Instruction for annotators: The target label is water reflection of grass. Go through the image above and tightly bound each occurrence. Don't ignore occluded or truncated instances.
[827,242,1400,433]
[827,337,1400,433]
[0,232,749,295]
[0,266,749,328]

◆ **STATED TASK**
Output every line of the data above as a numbered list, leaving out any blank lines.

◆ **CORRECT OUTPUT**
1. Instruction for annotators: The target label is water reflection of grass. Go through the image above and tightly bound each occurrence. Don't ignore occluded or truncated instances.
2. [827,242,1400,433]
3. [827,337,1400,433]
4. [0,232,749,295]
5. [0,266,749,328]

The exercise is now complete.